>> begin Data supplied
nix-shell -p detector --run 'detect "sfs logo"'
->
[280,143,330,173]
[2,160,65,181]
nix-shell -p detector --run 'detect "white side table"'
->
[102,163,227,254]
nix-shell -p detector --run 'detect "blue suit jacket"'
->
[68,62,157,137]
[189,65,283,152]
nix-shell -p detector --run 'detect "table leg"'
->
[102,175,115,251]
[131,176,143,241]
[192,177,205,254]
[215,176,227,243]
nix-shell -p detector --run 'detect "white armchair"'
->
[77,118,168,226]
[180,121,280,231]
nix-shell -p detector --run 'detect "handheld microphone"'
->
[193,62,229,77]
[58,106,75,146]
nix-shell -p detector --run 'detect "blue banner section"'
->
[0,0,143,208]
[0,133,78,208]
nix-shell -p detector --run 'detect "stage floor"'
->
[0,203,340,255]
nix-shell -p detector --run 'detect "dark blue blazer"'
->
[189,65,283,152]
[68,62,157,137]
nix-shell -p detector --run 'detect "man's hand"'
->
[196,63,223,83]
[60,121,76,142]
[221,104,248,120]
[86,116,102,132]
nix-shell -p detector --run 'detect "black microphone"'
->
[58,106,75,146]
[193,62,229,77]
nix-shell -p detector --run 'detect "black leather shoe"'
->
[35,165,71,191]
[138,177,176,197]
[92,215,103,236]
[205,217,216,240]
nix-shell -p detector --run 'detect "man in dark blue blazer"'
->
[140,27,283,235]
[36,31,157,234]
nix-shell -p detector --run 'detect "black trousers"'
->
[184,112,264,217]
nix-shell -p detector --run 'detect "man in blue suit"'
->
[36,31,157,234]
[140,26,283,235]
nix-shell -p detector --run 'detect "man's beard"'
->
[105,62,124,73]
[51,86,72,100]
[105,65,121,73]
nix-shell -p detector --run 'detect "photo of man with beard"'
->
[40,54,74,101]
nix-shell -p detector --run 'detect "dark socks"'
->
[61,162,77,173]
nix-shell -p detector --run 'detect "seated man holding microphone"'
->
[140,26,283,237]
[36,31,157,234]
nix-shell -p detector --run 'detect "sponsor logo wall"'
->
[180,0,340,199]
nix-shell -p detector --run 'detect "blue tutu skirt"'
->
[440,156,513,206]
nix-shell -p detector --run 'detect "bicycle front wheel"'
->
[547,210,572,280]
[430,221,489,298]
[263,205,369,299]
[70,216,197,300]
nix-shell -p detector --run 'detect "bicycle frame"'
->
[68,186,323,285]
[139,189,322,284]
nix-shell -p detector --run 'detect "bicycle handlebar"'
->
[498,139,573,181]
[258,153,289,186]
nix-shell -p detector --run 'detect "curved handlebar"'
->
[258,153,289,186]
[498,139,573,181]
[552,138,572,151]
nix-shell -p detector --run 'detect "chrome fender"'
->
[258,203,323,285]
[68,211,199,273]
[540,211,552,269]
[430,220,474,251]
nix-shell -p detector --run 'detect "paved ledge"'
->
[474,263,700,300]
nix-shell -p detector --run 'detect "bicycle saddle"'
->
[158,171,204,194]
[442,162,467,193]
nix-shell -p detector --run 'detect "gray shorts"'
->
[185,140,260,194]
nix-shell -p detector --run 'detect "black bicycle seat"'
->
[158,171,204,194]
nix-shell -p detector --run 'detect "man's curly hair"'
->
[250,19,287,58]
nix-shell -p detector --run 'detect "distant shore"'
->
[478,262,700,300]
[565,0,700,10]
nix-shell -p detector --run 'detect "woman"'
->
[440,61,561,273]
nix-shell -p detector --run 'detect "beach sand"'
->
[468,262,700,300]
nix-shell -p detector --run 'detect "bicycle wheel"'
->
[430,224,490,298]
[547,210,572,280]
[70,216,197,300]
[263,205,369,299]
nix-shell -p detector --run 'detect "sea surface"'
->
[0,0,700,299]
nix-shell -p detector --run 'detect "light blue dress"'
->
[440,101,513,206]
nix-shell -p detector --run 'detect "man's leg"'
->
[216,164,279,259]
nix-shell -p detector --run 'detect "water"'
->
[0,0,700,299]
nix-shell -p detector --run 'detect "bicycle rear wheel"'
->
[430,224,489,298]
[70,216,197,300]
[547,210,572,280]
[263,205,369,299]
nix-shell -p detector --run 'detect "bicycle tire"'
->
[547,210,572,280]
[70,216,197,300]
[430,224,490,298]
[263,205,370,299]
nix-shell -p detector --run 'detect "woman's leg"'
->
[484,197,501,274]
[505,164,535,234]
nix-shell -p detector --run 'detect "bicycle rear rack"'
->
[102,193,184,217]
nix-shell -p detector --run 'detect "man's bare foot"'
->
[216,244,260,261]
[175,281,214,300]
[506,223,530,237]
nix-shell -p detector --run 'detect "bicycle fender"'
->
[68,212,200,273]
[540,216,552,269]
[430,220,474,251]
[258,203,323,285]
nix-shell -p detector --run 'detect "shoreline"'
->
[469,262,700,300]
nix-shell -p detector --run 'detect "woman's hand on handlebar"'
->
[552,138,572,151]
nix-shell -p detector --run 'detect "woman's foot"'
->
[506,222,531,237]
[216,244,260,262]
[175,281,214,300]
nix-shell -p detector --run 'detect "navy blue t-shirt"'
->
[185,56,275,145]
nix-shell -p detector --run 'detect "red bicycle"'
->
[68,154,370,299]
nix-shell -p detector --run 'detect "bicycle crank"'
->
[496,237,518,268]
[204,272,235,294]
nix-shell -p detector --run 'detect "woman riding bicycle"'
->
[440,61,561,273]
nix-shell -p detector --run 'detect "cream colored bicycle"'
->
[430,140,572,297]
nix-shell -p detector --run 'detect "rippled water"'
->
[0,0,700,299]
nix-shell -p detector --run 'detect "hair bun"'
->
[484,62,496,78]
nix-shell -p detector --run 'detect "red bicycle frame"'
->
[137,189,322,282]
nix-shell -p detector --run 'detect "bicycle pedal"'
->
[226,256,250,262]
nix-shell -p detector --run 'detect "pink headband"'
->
>> end Data supplied
Write out the stretch from the start of the recorded data through the line that contains "[440,156,513,206]" as a JSON list of strings, with one string per line and blank lines left out.

**Result for this task:**
[
  "nix-shell -p detector --run 'detect \"sfs logo\"'",
  "->",
  "[280,143,330,173]",
  "[2,160,65,181]",
  "nix-shell -p detector --run 'detect \"white side table\"'",
  "->",
  "[102,163,227,254]",
  "nix-shell -p detector --run 'detect \"blue suit jacket\"'",
  "->",
  "[68,62,157,137]",
  "[189,65,283,152]",
  "nix-shell -p detector --run 'detect \"table leg\"'",
  "->",
  "[102,175,115,251]",
  "[131,176,143,241]",
  "[192,177,205,254]",
  "[215,176,227,243]",
  "nix-shell -p detector --run 'detect \"white armchair\"'",
  "->",
  "[77,118,168,226]",
  "[180,121,280,231]",
  "nix-shell -p detector --run 'detect \"handheld microphone\"'",
  "->",
  "[193,62,229,77]",
  "[58,106,75,146]",
  "nix-shell -p detector --run 'detect \"blue banner section\"'",
  "->",
  "[0,0,143,208]",
  "[0,133,78,208]",
  "nix-shell -p detector --run 'detect \"stage floor\"'",
  "->",
  "[0,203,340,255]",
  "nix-shell -p detector --run 'detect \"dark blue blazer\"'",
  "->",
  "[189,65,283,152]",
  "[68,62,157,137]",
  "nix-shell -p detector --run 'detect \"man's hand\"'",
  "->",
  "[196,63,223,83]",
  "[60,121,76,142]",
  "[221,104,248,120]",
  "[86,116,102,132]",
  "nix-shell -p detector --run 'detect \"black microphone\"'",
  "->",
  "[58,106,75,146]",
  "[193,62,229,77]",
  "nix-shell -p detector --run 'detect \"black leather shoe\"'",
  "->",
  "[35,165,71,191]",
  "[138,177,176,197]",
  "[92,215,103,236]",
  "[205,217,216,240]",
  "nix-shell -p detector --run 'detect \"man in dark blue blazer\"'",
  "->",
  "[140,27,283,235]",
  "[36,31,157,234]",
  "nix-shell -p detector --run 'detect \"black trousers\"'",
  "->",
  "[184,112,264,217]",
  "nix-shell -p detector --run 'detect \"man in blue suit\"'",
  "->",
  "[36,31,157,234]",
  "[140,26,283,235]",
  "nix-shell -p detector --run 'detect \"man's beard\"'",
  "->",
  "[105,62,124,73]",
  "[51,86,72,100]",
  "[105,65,121,73]",
  "nix-shell -p detector --run 'detect \"photo of man with beard\"'",
  "->",
  "[40,54,74,101]",
  "nix-shell -p detector --run 'detect \"dark socks\"'",
  "->",
  "[61,162,77,173]",
  "nix-shell -p detector --run 'detect \"seated man holding microphone\"'",
  "->",
  "[140,26,283,237]",
  "[36,31,157,234]",
  "nix-shell -p detector --run 'detect \"sponsor logo wall\"'",
  "->",
  "[180,0,340,199]",
  "nix-shell -p detector --run 'detect \"blue tutu skirt\"'",
  "->",
  "[440,156,513,206]"
]